### PASSAGE SHOWN
Nuclear arms control:

  • Gen. Paul Selva, vice chairman of the U.S. Joint Chiefs of Staff, on March 8 accused Russia of deploying a land-based cruise missile in violation of “the spirit and intent” of the 1987 Intermediate-range Nuclear Forces Treaty. He said that Moscow’s intention is to threaten U.S. facilities in Europe and the NATO alliance. The Kremlin rejected the claim of Russian violations, saying it has respected the pact and will continue to do so. Foreign Ministry spokeswoman Maria Zakharova urged Washington on March 10 to offer proof to support its claims that Russia violated the treaty. (AP, 03.09.17, AP, 03.10.17)
  • An idea, once unthinkable, is gaining attention in European policy circles: a European Union nuclear weapons program. (New York Times, 03.06.17)

Counter-terrorism:

  • The Trump administration has invited more than 60 nations and international organizations to Washington on March 22-23 for a strategy session on how to counter the Islamic State after a widely expected U.S.-backed military assault on the extremists’ home base. Russia was not invited. (AP, 03.09.17, Rossiyskaya Gazeta, 03.09.17)
  • Russia is ready to continue fighting the Islamic State terrorist organization even without the U.S., the Russian presidential press secretary Dmitry Peskov told TASS. (TASS, 03.04.17)
  • Russia is the Islamic State’s fifth largest source for suicide attackers, according to a chart based on data by the International Center for Counter-Terrorism and published by Radio Free Europe. China and Uzbekistan are ninth and 10th on the center’s list, which excludes natives of Syria and Iraq. (RFE/RL, 03.07.17)

### EXERCISE
Please answer from the news digest above: on what dates did the Trump administration invite nations and international organizations to Washington for a strategy session on countering the Islamic State?

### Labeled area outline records
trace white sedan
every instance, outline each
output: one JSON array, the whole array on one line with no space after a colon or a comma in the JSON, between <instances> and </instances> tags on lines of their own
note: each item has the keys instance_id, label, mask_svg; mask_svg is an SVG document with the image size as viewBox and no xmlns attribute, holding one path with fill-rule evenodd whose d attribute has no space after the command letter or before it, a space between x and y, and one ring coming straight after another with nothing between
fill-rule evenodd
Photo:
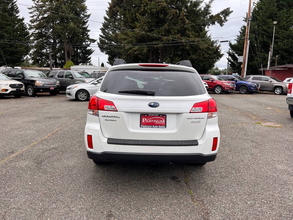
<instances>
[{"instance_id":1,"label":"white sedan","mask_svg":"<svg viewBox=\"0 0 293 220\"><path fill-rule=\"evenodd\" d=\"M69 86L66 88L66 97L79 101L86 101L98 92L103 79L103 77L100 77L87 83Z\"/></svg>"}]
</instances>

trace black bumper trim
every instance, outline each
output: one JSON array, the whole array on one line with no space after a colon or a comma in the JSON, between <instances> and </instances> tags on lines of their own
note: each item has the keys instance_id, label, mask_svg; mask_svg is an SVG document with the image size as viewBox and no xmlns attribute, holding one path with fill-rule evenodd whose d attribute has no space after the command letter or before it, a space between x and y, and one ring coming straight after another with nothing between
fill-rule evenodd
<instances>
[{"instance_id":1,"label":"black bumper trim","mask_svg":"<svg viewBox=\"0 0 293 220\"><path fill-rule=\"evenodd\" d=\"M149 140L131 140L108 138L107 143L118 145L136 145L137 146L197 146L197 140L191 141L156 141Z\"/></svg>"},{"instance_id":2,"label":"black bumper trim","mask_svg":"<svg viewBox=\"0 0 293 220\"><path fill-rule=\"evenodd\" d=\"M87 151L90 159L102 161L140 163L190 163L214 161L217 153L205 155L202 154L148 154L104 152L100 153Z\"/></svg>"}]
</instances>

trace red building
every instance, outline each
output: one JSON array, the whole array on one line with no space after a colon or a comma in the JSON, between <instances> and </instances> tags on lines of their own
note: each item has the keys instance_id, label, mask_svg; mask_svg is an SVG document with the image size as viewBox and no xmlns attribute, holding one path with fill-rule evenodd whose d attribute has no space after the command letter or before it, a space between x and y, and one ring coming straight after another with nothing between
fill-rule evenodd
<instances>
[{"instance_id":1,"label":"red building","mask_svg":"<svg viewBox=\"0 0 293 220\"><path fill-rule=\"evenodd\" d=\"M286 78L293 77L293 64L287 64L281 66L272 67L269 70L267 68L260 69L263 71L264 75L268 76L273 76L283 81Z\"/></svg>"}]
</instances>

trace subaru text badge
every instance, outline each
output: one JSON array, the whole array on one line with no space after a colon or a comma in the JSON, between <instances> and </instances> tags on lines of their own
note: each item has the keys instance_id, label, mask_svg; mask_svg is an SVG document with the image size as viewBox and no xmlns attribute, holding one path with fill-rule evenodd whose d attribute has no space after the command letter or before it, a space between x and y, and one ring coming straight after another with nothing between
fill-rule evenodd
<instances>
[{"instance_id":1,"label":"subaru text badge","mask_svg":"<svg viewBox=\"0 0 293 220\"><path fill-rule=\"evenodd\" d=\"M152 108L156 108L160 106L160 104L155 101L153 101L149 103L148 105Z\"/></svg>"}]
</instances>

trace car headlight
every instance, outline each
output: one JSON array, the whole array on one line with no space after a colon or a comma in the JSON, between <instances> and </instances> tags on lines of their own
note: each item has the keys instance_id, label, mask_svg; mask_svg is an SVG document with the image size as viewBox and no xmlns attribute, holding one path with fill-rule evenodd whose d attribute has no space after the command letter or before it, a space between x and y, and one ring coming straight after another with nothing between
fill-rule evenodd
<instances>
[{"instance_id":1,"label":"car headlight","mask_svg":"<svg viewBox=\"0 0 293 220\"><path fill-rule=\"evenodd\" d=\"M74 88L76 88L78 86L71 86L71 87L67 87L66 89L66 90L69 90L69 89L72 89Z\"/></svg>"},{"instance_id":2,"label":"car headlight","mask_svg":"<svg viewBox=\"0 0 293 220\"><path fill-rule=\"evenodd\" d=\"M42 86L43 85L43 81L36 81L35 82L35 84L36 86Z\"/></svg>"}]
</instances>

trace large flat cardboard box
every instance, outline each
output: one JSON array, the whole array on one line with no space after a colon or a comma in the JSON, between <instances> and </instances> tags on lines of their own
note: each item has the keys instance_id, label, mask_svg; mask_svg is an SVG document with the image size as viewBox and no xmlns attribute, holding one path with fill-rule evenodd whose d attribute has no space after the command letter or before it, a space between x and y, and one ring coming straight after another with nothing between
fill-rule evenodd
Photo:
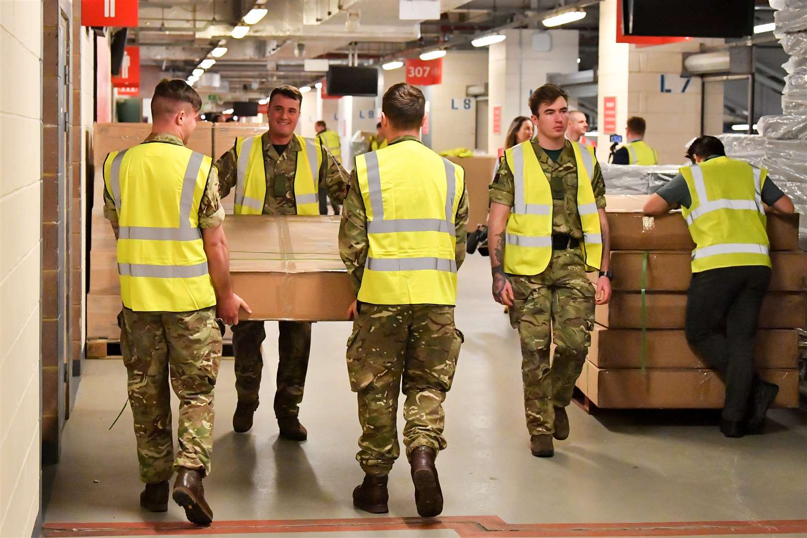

### CORRECT OUTPUT
March 22-23